Dataset records:
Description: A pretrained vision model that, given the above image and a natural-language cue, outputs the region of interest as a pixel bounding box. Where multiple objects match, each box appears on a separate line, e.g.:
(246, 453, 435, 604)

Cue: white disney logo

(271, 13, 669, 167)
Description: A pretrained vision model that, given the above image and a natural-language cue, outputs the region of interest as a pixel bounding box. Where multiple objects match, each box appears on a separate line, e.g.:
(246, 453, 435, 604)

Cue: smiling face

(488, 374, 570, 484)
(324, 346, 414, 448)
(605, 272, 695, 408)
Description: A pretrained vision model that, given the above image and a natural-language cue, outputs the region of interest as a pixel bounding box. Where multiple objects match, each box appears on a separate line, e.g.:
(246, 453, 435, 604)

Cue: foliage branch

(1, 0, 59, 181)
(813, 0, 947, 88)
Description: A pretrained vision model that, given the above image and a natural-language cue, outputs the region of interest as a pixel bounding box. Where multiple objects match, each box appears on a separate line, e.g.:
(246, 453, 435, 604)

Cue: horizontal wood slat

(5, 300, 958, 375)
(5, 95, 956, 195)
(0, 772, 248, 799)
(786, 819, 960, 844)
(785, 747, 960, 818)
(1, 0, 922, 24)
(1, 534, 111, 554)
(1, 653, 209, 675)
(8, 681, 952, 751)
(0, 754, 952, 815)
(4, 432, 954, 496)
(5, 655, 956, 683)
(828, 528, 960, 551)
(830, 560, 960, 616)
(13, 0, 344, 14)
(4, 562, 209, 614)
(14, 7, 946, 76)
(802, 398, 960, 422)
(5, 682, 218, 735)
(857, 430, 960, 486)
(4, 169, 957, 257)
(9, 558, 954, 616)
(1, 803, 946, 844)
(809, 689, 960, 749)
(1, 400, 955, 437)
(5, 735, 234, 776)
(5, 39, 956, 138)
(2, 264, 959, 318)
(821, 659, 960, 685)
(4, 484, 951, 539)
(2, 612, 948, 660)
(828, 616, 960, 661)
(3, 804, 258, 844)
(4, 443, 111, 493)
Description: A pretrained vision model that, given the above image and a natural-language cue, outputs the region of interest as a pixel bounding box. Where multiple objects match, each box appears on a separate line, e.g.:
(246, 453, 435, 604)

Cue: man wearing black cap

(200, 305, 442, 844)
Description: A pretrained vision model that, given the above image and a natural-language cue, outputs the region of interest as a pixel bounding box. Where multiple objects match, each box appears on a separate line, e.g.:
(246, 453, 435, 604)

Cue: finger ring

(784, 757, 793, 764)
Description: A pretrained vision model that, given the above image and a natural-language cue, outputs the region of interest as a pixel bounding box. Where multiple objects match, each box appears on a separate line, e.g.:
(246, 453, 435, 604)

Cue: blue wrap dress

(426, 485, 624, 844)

Problem description -
Every word of the data above should be given again, exactly as it stands.

Exercise answer -
Description: A pretrained vision model that, given the above image and a natural-language cue, outputs the region of interest as a pixel bounding box. Where multiple objects match, each box appears on a separate line, e.g.:
(246, 453, 435, 604)

Cue: white disney logo

(271, 13, 669, 167)
Description: A pretrained vision model that, given the above image and a natural-language cue, outputs the region of interest as a pixel bounding box. Where multiple objects match, each box appears on a separate line, e.g.:
(246, 453, 435, 604)

Cue: smiling face

(488, 374, 570, 484)
(324, 346, 414, 448)
(605, 272, 695, 408)
Description: A pretrained vision model that, given the above image and a natural-language cue, outputs the region of interest as a pixel bounding box. Where multiple objects match, each box appears on a separate line, e.g.:
(246, 453, 435, 604)

Cue: foliage branch

(1, 0, 59, 181)
(813, 0, 947, 88)
Description: A pretrained vision model that, given the above image and a natural-language cue, outputs the region of interest as a pixel bounding box. Where multiple objects match, each box appears on a separate line, e.g.:
(246, 453, 435, 604)

Cue: horizontal wood slat

(5, 300, 958, 375)
(5, 95, 956, 195)
(0, 772, 248, 799)
(786, 819, 960, 844)
(785, 747, 960, 818)
(1, 0, 922, 24)
(1, 534, 111, 554)
(1, 653, 209, 675)
(8, 681, 952, 751)
(0, 754, 952, 815)
(4, 432, 954, 496)
(5, 655, 956, 683)
(828, 528, 960, 551)
(830, 560, 960, 616)
(13, 0, 344, 14)
(4, 562, 209, 614)
(14, 7, 946, 76)
(802, 398, 960, 422)
(5, 682, 218, 735)
(857, 430, 960, 486)
(4, 169, 957, 257)
(9, 558, 954, 616)
(1, 803, 946, 844)
(809, 689, 960, 749)
(1, 400, 955, 437)
(5, 735, 234, 776)
(5, 39, 956, 138)
(2, 264, 959, 318)
(821, 659, 960, 685)
(4, 484, 951, 539)
(2, 612, 948, 660)
(828, 616, 960, 661)
(3, 804, 258, 844)
(4, 443, 111, 493)
Description: A pretrained vision model that, given the above image and a natural-language cue, outputs the region of interest as a pixel bounding box. Where multiple objects match, each box appears on a separate line, e.g.:
(246, 453, 435, 604)

Cue: man wearing black cap

(200, 305, 442, 844)
Description: A pretrained vision model that, given the above image and a natural-language cue, outputs the region of interest as a pixel bounding box. Where multiple objects match, each box appears on a separate line, e.g.:
(246, 453, 435, 604)

Cue: finger ring

(784, 757, 793, 764)
Description: A pretrained vision model that, given the above image and a natural-language cue, outputs the region of interest as a pixel bounding box. Where multiple objects match, each box appears on a separate line, e.g.:
(246, 453, 435, 604)

Cue: blue wrap dress

(426, 485, 624, 844)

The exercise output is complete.